Exercise goal:
Only the lines from the beginning of the data below through the line that contains "Guideline: mark the blue" should be repeated, exactly as written.

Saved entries
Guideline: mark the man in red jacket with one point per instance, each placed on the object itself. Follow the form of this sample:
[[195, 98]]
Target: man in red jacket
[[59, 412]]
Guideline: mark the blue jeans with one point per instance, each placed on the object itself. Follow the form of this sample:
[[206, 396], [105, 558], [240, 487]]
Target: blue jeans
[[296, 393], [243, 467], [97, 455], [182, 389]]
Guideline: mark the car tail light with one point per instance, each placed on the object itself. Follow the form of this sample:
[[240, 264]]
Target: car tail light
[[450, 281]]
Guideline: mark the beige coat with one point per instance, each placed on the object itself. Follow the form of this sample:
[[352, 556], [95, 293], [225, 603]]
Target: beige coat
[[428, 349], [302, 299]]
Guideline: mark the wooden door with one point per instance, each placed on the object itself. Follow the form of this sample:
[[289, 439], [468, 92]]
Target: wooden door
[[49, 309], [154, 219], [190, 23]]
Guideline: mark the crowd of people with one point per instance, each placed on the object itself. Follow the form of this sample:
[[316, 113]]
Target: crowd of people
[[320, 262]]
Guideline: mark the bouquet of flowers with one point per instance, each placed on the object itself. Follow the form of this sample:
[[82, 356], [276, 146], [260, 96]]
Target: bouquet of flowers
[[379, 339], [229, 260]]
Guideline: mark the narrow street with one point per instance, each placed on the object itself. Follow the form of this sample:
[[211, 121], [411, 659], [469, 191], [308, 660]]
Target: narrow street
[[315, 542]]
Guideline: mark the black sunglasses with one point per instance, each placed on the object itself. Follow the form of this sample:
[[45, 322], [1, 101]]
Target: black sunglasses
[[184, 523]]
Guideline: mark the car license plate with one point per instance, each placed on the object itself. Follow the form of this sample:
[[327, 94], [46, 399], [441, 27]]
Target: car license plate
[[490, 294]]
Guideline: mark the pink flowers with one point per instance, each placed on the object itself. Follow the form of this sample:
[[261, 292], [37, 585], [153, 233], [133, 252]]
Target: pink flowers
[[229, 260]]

Answer box:
Guideline: mark the man in red jacket with one point per instance, each placed on the object itself. Follow the form of this sample:
[[195, 98]]
Target: man in red jacket
[[59, 412]]
Guideline: mark the blue jeans with one point per instance, each placed on the object itself. Follow the form of this sample:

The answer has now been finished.